Porém, é importante enfatizar que existem grandes diferenças entre a 'interpretação da sobrevivência' a que se refere Sudduth em seu artigo e a teoria espírita elaborada por A. Kardec (8) para a mediunidade. No caso de Kardec, diversos elementos explicativos (existência de fluidos imponderáveis, perispírito, diferenças de densidade entre corpos etc) existem e interagem para explicar uma variedade de fenômenos psíquicos de uma forma bem mais complexa do que a simples assunção da existência dos Espíritos na interpretação da sobrevivência em questão. Por causa disso, a crítica que Sudduth tece à falta de imunidade da tese da sobrevivência em relação à hipótese de 'super-psi' não se aplica à teoria de Kardec como é fácil perceber. 

Obviamente, o debate entre a  'sobrevivência' e 'super-psi' passa longe de Kardec, já que grande parte dos pesquisadores modernos dos fenômenos psíquicos (e que são favoráveis à sobrevivência) desconhecem a teoria de Kardec em detalhes.

Fenômenos de experiências de quase morte e visão de leito de morte não são fenômenos mediúnicos. Aplicar super-psi em tais casos é claramente problemático. De fato, tais fenômenos indicam, de forma independente da mediunidade, a existência do Espírito e sua sobrevivência.

Um problema ainda maior para super-psi

Os leitores não terão dificuldade em perceber a limitação do argumento de Sudduth a partir do próprio título de seu artigo: 'Super-psi e a interpretação da sobrevivência para a mediunidade' (grifo nosso). Em suma, seu argumento só se aplica à mediunidade. Entretanto, existem inúmeras ocorrências que são fenomenologicamente diferentes da mediunidade:
  • Lembranças e fenômenos associados a vidas anteriores em crianças (9);
  • Lembranças de vidas anteriores em adultos submetidos à regressão de memória;
  • Experiências de quase morte, EQM (10);
  • Visões no leito de morte (11);
Aplicar a ideia de super-psi nesses casos seria proibitivamente desonesto como é fácil perceber. Seria esticar em demasiado uma explicação customizada para um tipo de fenômeno. Inúmeros detalhes concorrem para demonstrar que a ideia da sobrevivência se sustenta de forma independente:
  • Por exemplo, no caso das lembranças de vidas anteriores em crianças, o que 'sobreviveu' de uma existência para outra? Como explicar marcas de nascença associada a vidas anteriores usando super-psi?

***

O que se pede:
Transcreva, do texto sobre super-psi e a sobrevivência, o trecho que vai de "Obviamente, o debate" até "e sua sobrevivência.".

Linhas fornecidas:

***

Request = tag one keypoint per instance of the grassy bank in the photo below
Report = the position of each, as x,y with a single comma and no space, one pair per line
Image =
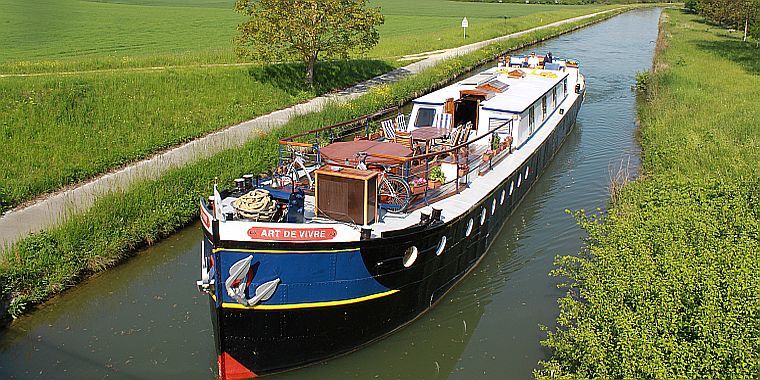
117,225
71,35
668,286
57,130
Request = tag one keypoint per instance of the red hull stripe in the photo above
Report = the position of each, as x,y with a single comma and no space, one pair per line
231,369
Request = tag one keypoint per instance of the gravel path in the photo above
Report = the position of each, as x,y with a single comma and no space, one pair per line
54,208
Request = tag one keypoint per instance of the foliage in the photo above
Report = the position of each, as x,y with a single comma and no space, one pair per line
667,286
117,225
642,82
741,14
59,129
436,174
306,30
121,34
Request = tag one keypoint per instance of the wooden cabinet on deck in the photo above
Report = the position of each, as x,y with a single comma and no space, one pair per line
348,195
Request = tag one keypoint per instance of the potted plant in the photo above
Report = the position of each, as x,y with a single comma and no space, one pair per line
506,143
374,132
488,155
436,177
495,143
418,186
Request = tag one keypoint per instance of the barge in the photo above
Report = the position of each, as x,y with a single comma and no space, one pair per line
366,224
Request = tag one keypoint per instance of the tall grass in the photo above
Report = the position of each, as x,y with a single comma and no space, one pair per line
668,286
118,224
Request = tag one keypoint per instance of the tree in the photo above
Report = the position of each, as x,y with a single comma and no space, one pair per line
306,30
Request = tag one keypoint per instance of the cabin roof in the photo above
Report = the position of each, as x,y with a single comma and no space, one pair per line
518,96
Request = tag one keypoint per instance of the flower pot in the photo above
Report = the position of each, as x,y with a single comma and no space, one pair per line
417,190
433,184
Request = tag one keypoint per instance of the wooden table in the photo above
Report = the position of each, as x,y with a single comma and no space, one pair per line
428,134
345,152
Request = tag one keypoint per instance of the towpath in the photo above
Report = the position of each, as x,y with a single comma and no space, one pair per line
56,207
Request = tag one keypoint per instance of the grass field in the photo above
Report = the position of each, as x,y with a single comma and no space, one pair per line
117,225
56,130
58,35
668,287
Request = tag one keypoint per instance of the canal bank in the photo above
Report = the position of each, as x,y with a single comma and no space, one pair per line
120,223
146,319
667,286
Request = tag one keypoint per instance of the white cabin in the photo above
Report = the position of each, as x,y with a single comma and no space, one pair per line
493,98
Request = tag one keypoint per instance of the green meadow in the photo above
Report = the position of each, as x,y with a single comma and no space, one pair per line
668,286
58,128
118,224
72,35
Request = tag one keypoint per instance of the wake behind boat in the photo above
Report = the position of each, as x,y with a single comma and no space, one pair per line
365,225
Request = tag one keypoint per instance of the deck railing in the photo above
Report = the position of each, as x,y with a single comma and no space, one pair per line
466,155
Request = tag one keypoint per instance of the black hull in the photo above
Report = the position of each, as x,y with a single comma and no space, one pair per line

***

Resposta do exercício:
Obviamente, o debate entre a  'sobrevivência' e 'super-psi' passa longe de Kardec, já que grande parte dos pesquisadores modernos dos fenômenos psíquicos (e que são favoráveis à sobrevivência) desconhecem a teoria de Kardec em detalhes.

Fenômenos de experiências de quase morte e visão de leito de morte não são fenômenos mediúnicos. Aplicar super-psi em tais casos é claramente problemático. De fato, tais fenômenos indicam, de forma independente da mediunidade, a existência do Espírito e sua sobrevivência.